— begin —

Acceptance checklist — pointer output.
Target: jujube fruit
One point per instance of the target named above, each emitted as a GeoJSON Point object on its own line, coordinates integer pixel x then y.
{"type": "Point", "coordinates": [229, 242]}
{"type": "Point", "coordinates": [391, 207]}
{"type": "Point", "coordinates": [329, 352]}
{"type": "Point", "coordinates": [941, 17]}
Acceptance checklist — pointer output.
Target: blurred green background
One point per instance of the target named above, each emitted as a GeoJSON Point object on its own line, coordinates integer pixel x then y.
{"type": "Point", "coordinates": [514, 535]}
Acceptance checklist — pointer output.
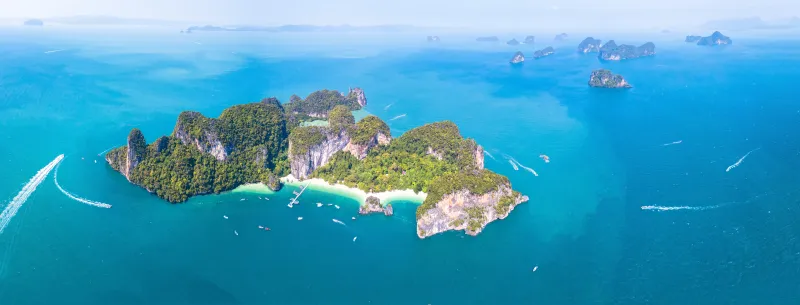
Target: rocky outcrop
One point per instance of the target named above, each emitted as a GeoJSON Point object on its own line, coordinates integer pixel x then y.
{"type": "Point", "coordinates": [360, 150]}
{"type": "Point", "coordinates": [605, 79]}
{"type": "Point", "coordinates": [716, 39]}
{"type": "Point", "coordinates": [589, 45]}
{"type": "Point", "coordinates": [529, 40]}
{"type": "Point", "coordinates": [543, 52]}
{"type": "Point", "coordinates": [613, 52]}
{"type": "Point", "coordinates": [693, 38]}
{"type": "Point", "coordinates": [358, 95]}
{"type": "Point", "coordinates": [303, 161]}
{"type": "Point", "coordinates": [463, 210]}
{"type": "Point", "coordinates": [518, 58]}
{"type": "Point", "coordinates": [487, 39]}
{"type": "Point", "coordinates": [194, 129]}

— end —
— begin —

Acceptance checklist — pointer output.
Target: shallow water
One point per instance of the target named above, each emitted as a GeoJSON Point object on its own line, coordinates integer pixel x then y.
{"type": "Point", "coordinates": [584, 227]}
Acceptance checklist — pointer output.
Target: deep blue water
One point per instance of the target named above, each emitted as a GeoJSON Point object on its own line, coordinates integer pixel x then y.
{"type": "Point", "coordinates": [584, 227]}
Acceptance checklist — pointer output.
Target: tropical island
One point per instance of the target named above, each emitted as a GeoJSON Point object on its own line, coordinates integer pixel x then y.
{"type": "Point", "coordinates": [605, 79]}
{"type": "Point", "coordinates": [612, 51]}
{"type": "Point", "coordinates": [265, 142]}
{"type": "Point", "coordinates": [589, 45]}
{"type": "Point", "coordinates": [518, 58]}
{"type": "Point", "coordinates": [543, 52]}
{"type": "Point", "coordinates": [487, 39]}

— end —
— begin —

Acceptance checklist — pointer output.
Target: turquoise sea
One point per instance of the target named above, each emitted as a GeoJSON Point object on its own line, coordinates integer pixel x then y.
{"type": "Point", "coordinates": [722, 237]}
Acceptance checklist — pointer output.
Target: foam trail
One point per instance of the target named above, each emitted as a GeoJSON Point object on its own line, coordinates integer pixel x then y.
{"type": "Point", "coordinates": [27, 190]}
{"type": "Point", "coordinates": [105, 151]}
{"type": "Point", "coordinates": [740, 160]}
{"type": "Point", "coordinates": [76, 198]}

— end —

### SET EXERCISE:
From the items above, pull out each line that contains the word "water" and list those lines in their original order.

### EXPECTED ANSWER:
Target: shallow water
Target: deep blue water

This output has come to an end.